Information:
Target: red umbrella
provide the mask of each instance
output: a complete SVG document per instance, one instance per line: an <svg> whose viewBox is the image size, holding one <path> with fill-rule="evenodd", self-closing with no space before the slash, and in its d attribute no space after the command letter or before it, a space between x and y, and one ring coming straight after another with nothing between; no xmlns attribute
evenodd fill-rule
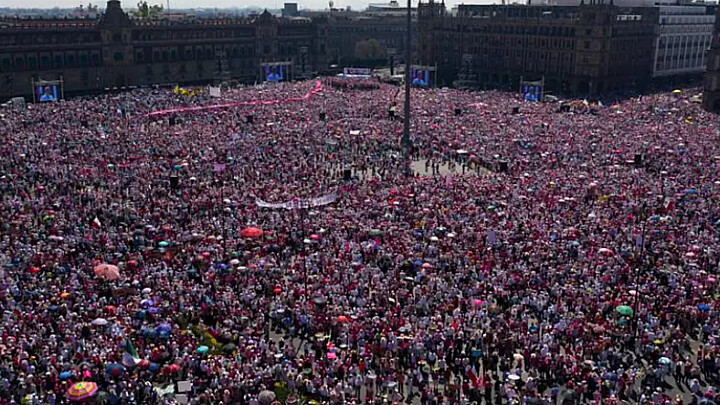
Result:
<svg viewBox="0 0 720 405"><path fill-rule="evenodd" d="M142 359L138 362L137 367L139 369L147 370L148 367L150 367L150 360L148 359Z"/></svg>
<svg viewBox="0 0 720 405"><path fill-rule="evenodd" d="M175 374L180 371L180 365L179 364L170 364L165 367L163 367L163 374Z"/></svg>
<svg viewBox="0 0 720 405"><path fill-rule="evenodd" d="M340 315L340 316L337 317L337 321L340 322L340 323L348 323L348 322L349 322L349 319L348 319L348 317L345 316L345 315Z"/></svg>
<svg viewBox="0 0 720 405"><path fill-rule="evenodd" d="M263 230L260 228L249 227L240 231L240 236L243 238L255 239L263 235Z"/></svg>

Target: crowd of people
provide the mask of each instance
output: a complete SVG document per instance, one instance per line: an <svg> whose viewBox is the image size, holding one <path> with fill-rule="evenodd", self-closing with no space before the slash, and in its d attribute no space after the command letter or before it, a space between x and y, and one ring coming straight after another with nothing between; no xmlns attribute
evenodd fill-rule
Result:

Work instructions:
Transcribe all of the material exactly, leaving out whatever pictures it contains.

Final answer:
Target: red umbrella
provide the mask of each instance
output: a complete SVG document per instance, one instance per line: an <svg> whose viewBox is the image size, holding one <path> with fill-rule="evenodd", self-closing with no space before the slash, and in its d attribute no space after the command letter or before it, a space between x and y, and one ring coming straight after another with nothing between; no xmlns attribute
evenodd fill-rule
Result:
<svg viewBox="0 0 720 405"><path fill-rule="evenodd" d="M142 359L138 362L137 367L139 369L147 370L148 367L150 367L150 360L148 359Z"/></svg>
<svg viewBox="0 0 720 405"><path fill-rule="evenodd" d="M175 374L180 371L180 365L179 364L170 364L165 367L163 367L163 374Z"/></svg>
<svg viewBox="0 0 720 405"><path fill-rule="evenodd" d="M340 315L340 316L337 317L337 321L340 322L340 323L348 323L348 322L349 322L349 319L348 319L348 317L345 316L345 315Z"/></svg>
<svg viewBox="0 0 720 405"><path fill-rule="evenodd" d="M263 230L260 228L249 227L240 231L240 236L243 238L255 239L263 235Z"/></svg>

Target: crowd of people
provide the mask of each instance
output: a complete SVG document per instance, one instance per line: an <svg> whose viewBox is the image size, holding one <path> with fill-rule="evenodd", self-closing with no space before the slash, and in its d attribute no space after the command letter or before it, a space between x and y, and one ring coming straight after another with nothing between; no xmlns attribute
evenodd fill-rule
Result:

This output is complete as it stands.